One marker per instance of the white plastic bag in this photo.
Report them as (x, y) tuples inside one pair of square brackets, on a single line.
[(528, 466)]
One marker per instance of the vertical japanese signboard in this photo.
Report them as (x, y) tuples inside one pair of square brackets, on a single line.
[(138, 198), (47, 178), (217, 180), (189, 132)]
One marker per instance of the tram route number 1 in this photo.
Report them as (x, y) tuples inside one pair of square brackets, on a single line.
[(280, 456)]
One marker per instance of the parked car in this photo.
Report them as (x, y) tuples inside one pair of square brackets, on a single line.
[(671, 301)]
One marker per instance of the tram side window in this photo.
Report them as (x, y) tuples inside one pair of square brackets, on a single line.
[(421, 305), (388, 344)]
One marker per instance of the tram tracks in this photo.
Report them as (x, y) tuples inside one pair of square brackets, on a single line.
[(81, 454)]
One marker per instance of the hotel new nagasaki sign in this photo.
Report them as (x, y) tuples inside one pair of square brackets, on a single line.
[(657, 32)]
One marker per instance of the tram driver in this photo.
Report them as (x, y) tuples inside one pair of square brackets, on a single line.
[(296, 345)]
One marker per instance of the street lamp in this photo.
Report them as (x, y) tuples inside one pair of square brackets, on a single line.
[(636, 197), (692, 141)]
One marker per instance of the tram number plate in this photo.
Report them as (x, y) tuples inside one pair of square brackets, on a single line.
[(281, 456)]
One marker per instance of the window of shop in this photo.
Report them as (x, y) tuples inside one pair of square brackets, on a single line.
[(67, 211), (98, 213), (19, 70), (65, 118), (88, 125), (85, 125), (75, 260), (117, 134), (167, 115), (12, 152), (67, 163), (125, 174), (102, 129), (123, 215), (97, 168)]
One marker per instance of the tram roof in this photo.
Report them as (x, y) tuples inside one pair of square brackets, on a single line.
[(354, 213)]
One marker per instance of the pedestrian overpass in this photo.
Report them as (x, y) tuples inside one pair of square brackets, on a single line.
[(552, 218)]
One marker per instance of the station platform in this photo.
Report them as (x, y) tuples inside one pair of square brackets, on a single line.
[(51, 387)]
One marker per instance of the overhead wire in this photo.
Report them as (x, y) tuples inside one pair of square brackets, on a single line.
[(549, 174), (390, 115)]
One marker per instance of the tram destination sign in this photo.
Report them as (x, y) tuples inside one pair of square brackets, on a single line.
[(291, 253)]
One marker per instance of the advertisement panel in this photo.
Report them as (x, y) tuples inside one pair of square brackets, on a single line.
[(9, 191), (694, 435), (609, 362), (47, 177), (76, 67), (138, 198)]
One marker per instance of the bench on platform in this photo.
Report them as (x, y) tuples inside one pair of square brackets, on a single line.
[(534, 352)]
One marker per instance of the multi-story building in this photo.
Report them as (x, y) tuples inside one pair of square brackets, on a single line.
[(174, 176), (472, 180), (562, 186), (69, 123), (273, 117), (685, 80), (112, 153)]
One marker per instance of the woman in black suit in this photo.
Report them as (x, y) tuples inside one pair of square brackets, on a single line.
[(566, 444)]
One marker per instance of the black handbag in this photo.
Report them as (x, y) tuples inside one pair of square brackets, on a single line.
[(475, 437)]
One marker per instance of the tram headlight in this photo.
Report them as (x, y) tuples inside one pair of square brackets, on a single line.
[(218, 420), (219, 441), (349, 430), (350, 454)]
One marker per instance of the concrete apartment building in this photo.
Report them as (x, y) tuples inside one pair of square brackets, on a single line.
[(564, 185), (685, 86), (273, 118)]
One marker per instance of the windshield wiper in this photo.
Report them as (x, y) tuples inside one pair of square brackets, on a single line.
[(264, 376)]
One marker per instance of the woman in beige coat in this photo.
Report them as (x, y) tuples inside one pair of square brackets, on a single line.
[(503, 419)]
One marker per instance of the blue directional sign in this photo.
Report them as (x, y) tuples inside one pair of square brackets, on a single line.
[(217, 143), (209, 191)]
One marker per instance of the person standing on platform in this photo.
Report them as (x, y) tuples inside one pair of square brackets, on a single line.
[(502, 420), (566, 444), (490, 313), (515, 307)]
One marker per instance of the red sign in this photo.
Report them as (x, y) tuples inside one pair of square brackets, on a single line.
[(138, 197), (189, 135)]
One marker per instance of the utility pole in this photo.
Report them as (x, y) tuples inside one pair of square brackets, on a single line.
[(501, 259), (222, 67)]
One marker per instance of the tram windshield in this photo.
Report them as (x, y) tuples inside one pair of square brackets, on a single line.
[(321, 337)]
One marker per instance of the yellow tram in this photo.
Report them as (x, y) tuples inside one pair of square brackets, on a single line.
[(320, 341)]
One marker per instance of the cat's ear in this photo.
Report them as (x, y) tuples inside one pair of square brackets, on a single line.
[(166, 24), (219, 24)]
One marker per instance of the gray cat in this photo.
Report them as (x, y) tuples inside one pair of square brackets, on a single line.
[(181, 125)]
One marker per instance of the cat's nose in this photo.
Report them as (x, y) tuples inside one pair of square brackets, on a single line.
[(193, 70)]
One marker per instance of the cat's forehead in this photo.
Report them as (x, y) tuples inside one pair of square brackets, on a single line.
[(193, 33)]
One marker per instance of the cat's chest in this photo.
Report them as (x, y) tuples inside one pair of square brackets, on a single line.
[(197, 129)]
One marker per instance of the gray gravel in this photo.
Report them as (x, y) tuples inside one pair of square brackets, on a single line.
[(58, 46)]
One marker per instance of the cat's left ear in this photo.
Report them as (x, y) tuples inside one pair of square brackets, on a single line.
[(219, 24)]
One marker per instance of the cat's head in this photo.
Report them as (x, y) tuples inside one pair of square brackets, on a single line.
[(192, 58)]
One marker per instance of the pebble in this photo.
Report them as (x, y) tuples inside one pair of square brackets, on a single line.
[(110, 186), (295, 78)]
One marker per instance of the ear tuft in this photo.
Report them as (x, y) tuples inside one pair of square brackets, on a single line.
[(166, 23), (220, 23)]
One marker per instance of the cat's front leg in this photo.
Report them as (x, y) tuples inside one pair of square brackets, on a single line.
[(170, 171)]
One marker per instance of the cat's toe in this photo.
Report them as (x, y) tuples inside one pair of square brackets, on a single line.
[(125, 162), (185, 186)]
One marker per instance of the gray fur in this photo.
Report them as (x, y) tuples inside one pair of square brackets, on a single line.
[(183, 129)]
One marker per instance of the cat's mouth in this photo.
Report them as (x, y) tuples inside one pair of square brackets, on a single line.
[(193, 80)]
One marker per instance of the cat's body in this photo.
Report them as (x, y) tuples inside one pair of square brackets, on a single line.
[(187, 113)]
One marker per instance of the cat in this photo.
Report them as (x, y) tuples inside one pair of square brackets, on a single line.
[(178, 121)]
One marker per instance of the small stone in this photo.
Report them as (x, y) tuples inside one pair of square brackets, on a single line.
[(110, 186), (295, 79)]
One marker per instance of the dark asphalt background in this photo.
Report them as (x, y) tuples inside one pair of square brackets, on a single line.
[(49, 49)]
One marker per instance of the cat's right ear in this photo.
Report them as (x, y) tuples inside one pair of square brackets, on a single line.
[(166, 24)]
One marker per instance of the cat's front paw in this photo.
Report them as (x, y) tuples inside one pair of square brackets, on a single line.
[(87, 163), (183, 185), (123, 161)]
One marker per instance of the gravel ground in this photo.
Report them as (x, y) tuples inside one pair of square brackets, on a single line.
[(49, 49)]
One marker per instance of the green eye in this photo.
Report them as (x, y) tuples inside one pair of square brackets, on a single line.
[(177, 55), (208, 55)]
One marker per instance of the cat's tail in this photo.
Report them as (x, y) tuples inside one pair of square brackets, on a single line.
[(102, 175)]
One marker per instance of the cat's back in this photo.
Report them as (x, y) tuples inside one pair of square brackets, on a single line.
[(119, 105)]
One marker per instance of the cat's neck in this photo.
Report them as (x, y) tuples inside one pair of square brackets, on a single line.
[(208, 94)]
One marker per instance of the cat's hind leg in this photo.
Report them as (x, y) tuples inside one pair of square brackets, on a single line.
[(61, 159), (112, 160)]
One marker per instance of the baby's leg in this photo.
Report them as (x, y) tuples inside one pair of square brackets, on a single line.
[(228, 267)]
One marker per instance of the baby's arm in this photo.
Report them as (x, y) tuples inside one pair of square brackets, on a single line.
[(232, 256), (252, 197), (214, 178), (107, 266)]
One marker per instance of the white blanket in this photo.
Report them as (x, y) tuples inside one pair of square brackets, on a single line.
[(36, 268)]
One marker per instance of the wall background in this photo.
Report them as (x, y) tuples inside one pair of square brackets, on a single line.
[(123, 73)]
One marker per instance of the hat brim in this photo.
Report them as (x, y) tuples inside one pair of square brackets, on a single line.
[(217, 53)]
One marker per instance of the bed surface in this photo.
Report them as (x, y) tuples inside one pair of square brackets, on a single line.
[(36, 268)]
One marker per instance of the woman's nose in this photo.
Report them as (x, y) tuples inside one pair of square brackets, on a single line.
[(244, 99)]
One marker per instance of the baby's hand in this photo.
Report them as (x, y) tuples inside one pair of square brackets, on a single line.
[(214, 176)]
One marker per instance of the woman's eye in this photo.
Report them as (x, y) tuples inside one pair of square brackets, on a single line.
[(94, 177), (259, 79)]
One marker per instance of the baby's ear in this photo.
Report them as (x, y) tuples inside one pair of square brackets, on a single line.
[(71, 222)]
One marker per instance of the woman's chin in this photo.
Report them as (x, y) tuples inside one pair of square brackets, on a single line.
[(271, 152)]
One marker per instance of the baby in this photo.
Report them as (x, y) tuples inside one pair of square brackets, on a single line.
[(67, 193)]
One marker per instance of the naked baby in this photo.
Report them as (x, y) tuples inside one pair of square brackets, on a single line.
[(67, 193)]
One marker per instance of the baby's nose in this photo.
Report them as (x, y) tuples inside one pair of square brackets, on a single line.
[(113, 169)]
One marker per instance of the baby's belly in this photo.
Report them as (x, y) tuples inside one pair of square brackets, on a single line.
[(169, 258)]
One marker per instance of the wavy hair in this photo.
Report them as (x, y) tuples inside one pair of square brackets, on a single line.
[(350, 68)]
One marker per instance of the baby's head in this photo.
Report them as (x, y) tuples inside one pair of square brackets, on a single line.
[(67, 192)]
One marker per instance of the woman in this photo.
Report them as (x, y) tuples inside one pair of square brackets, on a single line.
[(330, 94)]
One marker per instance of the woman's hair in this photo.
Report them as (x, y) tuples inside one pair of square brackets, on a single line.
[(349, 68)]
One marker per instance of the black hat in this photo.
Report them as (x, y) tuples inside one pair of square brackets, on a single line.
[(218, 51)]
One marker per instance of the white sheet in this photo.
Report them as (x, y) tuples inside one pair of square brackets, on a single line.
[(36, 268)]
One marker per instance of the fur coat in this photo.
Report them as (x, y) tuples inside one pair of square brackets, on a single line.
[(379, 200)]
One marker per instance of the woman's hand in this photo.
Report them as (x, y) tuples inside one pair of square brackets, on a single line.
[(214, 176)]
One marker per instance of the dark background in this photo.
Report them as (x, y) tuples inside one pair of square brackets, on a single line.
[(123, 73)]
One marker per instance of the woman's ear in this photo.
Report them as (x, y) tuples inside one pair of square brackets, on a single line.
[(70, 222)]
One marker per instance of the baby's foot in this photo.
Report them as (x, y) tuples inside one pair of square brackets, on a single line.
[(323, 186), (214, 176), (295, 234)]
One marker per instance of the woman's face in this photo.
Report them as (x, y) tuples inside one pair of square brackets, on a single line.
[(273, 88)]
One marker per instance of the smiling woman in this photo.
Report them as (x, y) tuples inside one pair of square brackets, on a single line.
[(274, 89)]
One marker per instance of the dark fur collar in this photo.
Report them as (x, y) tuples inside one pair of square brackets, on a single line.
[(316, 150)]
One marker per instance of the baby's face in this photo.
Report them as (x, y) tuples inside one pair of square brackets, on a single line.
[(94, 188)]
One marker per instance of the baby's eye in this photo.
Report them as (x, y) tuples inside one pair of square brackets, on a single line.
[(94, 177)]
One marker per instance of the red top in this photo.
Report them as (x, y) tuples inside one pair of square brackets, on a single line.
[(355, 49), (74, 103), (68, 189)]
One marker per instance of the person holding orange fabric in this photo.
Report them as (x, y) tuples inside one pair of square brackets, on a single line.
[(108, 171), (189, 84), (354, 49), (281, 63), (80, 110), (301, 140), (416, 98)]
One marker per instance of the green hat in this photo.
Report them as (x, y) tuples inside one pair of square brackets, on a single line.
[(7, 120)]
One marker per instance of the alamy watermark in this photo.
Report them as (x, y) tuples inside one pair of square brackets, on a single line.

**WHAT IS NEEDED:**
Turn the lines from the line with "One marker per instance of the gray cat" to the line with "[(192, 58)]", both included, into a Markdown table with the columns No. and Line, numbering each row and leaving out blank lines.

**EXERCISE RESPONSE:**
| No. | Line |
|---|---|
| 1 | One marker per instance of the gray cat in this photo. |
| 2 | Report them as (x, y) tuples inside one pair of square brackets, on a single line. |
| 3 | [(181, 125)] |
| 4 | One marker per instance of the cat's nose in this photo. |
| 5 | Report them as (x, y) tuples inside one pair of square brackets, on a single line. |
| 6 | [(193, 70)] |
| 7 | One marker per instance of the cat's forehead in this photo. |
| 8 | Report them as (x, y) tuples inside one pair of square brackets, on a single line. |
| 9 | [(193, 33)] |
| 10 | One marker per instance of the cat's chest in this photo. |
| 11 | Report them as (x, y) tuples inside one pair of square brackets, on a single line. |
| 12 | [(197, 129)] |
| 13 | One marker per instance of the gray gravel in this photo. |
| 14 | Report them as (x, y) tuples inside one pair of square brackets, on a single line. |
| 15 | [(58, 46)] |
| 16 | One marker per instance of the cat's left ear in this photo. |
| 17 | Report them as (x, y) tuples inside one pair of square brackets, on a single line. |
| 18 | [(219, 24)] |
| 19 | One marker per instance of the cat's head in this photo. |
| 20 | Report them as (x, y) tuples inside one pair of square brackets, on a single line. |
| 21 | [(192, 58)] |